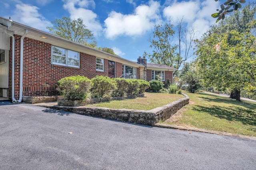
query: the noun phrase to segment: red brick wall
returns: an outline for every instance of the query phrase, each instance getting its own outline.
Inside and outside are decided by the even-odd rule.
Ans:
[[[15,98],[18,98],[20,82],[20,36],[15,35]],[[11,49],[11,41],[10,43]],[[89,78],[107,76],[108,61],[104,60],[104,72],[96,71],[94,56],[80,53],[80,68],[52,64],[50,44],[25,37],[24,39],[23,96],[41,96],[57,94],[55,86],[61,78],[80,75]],[[12,55],[9,54],[9,96],[11,96]]]
[[[166,83],[167,82],[167,79],[169,79],[170,80],[170,82],[171,82],[171,83],[172,84],[172,72],[170,71],[165,71],[164,74],[164,82]],[[152,80],[152,70],[147,70],[147,81],[150,81]]]
[[[140,79],[140,68],[136,68],[136,79]]]
[[[152,70],[147,70],[147,81],[152,80]]]
[[[123,75],[122,64],[120,63],[116,62],[116,77],[120,77]]]

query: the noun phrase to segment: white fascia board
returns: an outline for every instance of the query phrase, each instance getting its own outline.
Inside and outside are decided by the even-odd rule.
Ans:
[[[156,68],[156,67],[147,67],[147,70],[155,70],[157,71],[159,70],[159,71],[173,71],[174,70],[174,69],[172,69],[161,68],[158,67]]]
[[[26,37],[32,39],[49,43],[53,45],[60,47],[65,48],[72,50],[94,55],[97,57],[120,63],[130,66],[137,68],[144,66],[142,64],[133,62],[126,59],[116,56],[115,55],[108,53],[104,51],[98,50],[96,49],[86,46],[82,44],[76,43],[62,37],[41,31],[38,29],[34,29],[33,28],[29,27],[27,27],[26,26],[20,25],[16,23],[13,23],[13,25],[24,29],[24,31],[25,29],[28,29],[28,33]],[[40,35],[45,36],[47,37],[48,38],[43,39],[40,37],[39,36],[36,37],[32,35],[32,34],[30,34],[30,31],[38,34]],[[21,36],[23,35],[24,33],[18,32],[17,31],[14,31],[14,34],[19,35]],[[51,40],[54,40],[54,41],[51,41]]]

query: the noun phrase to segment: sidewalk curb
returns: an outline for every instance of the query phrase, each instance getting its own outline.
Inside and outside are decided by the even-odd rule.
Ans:
[[[194,127],[185,127],[182,126],[176,126],[175,125],[168,125],[164,123],[158,123],[154,125],[155,127],[161,127],[164,128],[174,129],[177,130],[182,130],[188,131],[194,131],[198,132],[204,132],[205,133],[212,133],[216,135],[219,135],[225,136],[232,136],[234,137],[239,137],[242,138],[249,139],[252,140],[256,140],[256,137],[251,137],[249,136],[245,136],[240,135],[233,134],[232,133],[227,133],[226,132],[219,132],[218,131],[210,131],[209,130],[205,130],[202,129],[196,128]]]

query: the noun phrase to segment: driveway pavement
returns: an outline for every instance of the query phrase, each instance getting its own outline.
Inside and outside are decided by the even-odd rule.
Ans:
[[[256,140],[0,105],[1,170],[255,170]]]

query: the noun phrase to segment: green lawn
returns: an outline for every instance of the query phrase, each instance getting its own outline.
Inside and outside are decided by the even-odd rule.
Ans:
[[[184,107],[180,120],[168,124],[256,136],[256,102],[203,92],[184,93],[191,103]]]
[[[113,100],[86,106],[112,109],[150,110],[184,98],[184,96],[181,94],[146,92],[144,98],[137,98],[124,100]]]

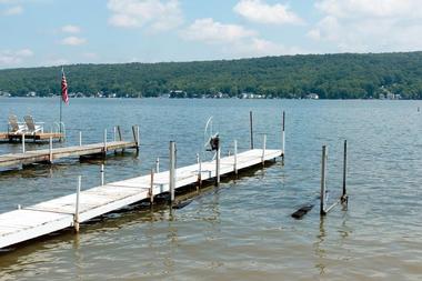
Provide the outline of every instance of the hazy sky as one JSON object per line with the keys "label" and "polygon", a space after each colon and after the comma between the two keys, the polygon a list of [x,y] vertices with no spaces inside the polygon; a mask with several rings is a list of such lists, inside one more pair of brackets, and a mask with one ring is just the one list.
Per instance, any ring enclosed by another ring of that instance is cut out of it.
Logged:
{"label": "hazy sky", "polygon": [[420,0],[0,0],[0,68],[422,49]]}

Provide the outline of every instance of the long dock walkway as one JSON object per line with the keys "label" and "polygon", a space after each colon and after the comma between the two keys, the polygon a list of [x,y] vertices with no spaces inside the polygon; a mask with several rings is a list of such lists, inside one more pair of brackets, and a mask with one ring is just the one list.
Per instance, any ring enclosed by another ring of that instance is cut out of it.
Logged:
{"label": "long dock walkway", "polygon": [[[110,144],[109,148],[113,149]],[[92,150],[96,149],[101,151],[102,148],[92,147]],[[280,155],[282,155],[281,150],[253,149],[221,158],[220,175],[253,167]],[[215,178],[215,160],[175,169],[174,189],[198,183],[199,175],[201,180]],[[76,227],[76,224],[79,227],[81,222],[151,198],[151,193],[157,195],[168,192],[170,191],[170,172],[155,173],[152,183],[151,175],[147,174],[2,213],[0,214],[0,248]]]}
{"label": "long dock walkway", "polygon": [[10,153],[0,155],[0,167],[14,167],[31,163],[52,162],[53,160],[68,157],[83,157],[107,153],[108,151],[121,149],[138,149],[138,143],[134,141],[111,141],[107,144],[92,143],[84,145],[73,145],[56,149],[42,149],[26,151],[24,153]]}

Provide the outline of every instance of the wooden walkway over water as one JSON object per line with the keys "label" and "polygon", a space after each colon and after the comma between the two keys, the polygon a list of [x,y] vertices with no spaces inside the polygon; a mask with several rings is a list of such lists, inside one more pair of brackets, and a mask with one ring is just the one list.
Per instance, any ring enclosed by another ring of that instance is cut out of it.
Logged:
{"label": "wooden walkway over water", "polygon": [[26,151],[24,153],[10,153],[0,155],[0,167],[17,167],[32,163],[52,163],[54,160],[71,157],[84,157],[94,154],[105,154],[109,151],[138,149],[135,141],[111,141],[74,145],[66,148],[42,149]]}
{"label": "wooden walkway over water", "polygon": [[[113,145],[110,144],[108,148],[111,150]],[[91,149],[91,151],[101,152],[103,147],[93,145]],[[66,152],[62,153],[66,154]],[[220,175],[274,160],[282,154],[281,150],[253,149],[221,158]],[[175,169],[174,189],[197,184],[199,177],[202,181],[218,177],[215,161]],[[169,192],[170,178],[169,171],[155,173],[154,177],[148,174],[87,189],[80,193],[77,192],[2,213],[0,214],[0,248],[7,248],[70,227],[78,229],[81,222],[141,200],[151,199],[151,194],[153,198],[153,195]]]}

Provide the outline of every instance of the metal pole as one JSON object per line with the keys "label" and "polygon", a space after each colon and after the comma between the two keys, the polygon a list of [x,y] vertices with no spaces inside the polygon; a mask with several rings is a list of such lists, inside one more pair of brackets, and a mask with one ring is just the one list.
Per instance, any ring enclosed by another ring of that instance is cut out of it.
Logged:
{"label": "metal pole", "polygon": [[52,163],[52,137],[50,137],[50,147],[49,147],[49,161]]}
{"label": "metal pole", "polygon": [[81,193],[81,181],[82,177],[78,177],[78,189],[77,189],[77,202],[74,205],[74,217],[73,217],[73,225],[74,225],[74,231],[79,232],[79,197]]}
{"label": "metal pole", "polygon": [[251,149],[253,149],[253,116],[252,111],[249,111],[249,127],[251,133]]}
{"label": "metal pole", "polygon": [[170,141],[170,201],[174,201],[174,185],[175,185],[175,142]]}
{"label": "metal pole", "polygon": [[234,174],[238,174],[238,141],[234,140],[234,154],[233,154],[233,158],[234,158]]}
{"label": "metal pole", "polygon": [[101,164],[100,173],[101,173],[101,187],[102,187],[104,185],[104,164]]}
{"label": "metal pole", "polygon": [[320,202],[320,214],[325,214],[325,165],[326,165],[326,154],[328,148],[325,145],[322,147],[322,161],[321,161],[321,202]]}
{"label": "metal pole", "polygon": [[24,149],[24,133],[22,133],[22,153],[26,153],[26,149]]}
{"label": "metal pole", "polygon": [[215,158],[215,185],[220,184],[220,137],[217,137],[217,158]]}
{"label": "metal pole", "polygon": [[265,164],[265,148],[267,148],[267,134],[263,136],[263,140],[262,140],[262,165]]}
{"label": "metal pole", "polygon": [[155,160],[155,172],[160,172],[160,158],[159,157]]}

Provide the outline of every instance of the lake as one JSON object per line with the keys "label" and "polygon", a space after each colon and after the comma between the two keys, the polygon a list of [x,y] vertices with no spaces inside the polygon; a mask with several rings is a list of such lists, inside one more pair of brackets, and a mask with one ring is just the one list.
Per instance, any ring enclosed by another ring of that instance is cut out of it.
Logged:
{"label": "lake", "polygon": [[[140,126],[141,148],[110,154],[105,181],[149,173],[159,157],[168,167],[169,141],[178,145],[178,167],[203,151],[204,126],[222,154],[233,140],[245,150],[249,111],[255,147],[281,148],[287,112],[285,164],[225,179],[171,214],[132,209],[0,253],[1,280],[422,280],[422,101],[380,100],[172,100],[72,99],[63,107],[67,141],[101,142],[114,126],[132,138]],[[59,120],[58,99],[0,98],[0,128],[14,113],[32,114],[49,129]],[[329,148],[328,189],[341,193],[342,149],[348,140],[349,208],[320,218],[318,205],[302,220],[290,215],[320,191],[321,147]],[[27,150],[48,144],[28,143]],[[0,144],[0,153],[21,145]],[[100,161],[67,159],[0,173],[0,211],[73,193],[100,182]]]}

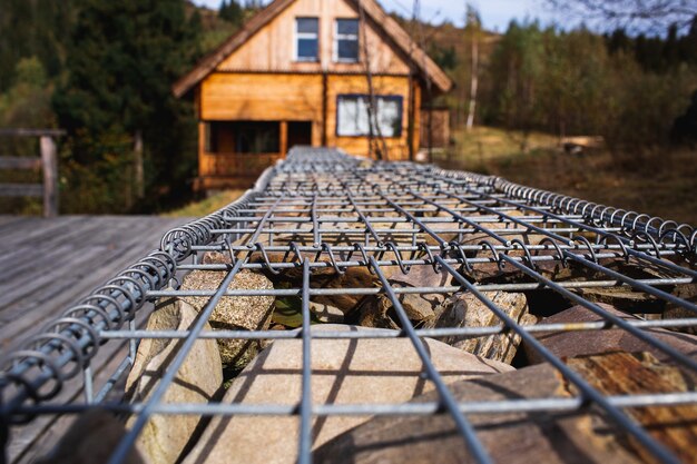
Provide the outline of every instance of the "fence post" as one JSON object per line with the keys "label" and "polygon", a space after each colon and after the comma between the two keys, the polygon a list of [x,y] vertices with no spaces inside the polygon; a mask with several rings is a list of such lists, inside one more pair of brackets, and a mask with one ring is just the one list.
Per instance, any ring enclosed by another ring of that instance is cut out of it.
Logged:
{"label": "fence post", "polygon": [[41,136],[41,165],[43,167],[43,217],[58,216],[58,160],[56,142]]}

:: PROBLEMA ::
Organize em lista numerada o trecho dos itens acima que vai da linha que contém "Provide the outline of every instance of the lake" até o fim dos itens, incluindo as duas pontas. Omita as linhas em branco e deixe as imagens fora da resposta.

:: RESULTADO DO EXERCÍCIO ::
1. Provide the outline of every instance of the lake as one JSON object per line with the keys "label" and "polygon", a space after each colon and after the comma between the two keys, the polygon a list of [x,y] vertices with no spaces inside the polygon; a mask with several rings is a list of such lists, inside one more pair of brackets, and a mask with one ring is just the one list.
2. Per instance, any ring enclosed by another ring of that instance is cut out of it.
3. Logged:
4. {"label": "lake", "polygon": [[[140,126],[141,148],[110,154],[105,181],[149,173],[159,157],[168,167],[169,141],[178,145],[178,167],[203,151],[204,126],[222,154],[233,140],[245,150],[249,111],[255,147],[281,148],[287,112],[285,164],[225,179],[171,214],[132,209],[0,253],[1,280],[422,280],[422,101],[380,100],[172,100],[72,99],[63,107],[67,141],[101,142],[114,126],[132,138]],[[59,120],[58,99],[0,98],[0,128],[14,113],[32,114],[49,129]],[[329,148],[328,189],[341,193],[342,149],[348,140],[349,208],[320,218],[318,205],[302,220],[290,215],[320,191],[321,147]],[[27,150],[48,144],[28,143]],[[0,144],[0,153],[21,145]],[[100,161],[67,159],[0,173],[0,211],[73,193],[100,182]]]}
5. Provide the outline of every instance of the "fence post" as one JSON object per line with the keys "label" and "polygon", a space after each colon and after the comma between the two keys, the polygon a list of [x,y] vertices with no spaces inside the polygon; a mask with several rings is a list of such lists, inside one more pair of brackets, and a mask with one ring is just the one list.
6. Per instance, any ring enclosed by another ring of that instance is cut out of it.
7. Logged:
8. {"label": "fence post", "polygon": [[41,136],[41,165],[43,167],[43,217],[58,216],[58,160],[56,142]]}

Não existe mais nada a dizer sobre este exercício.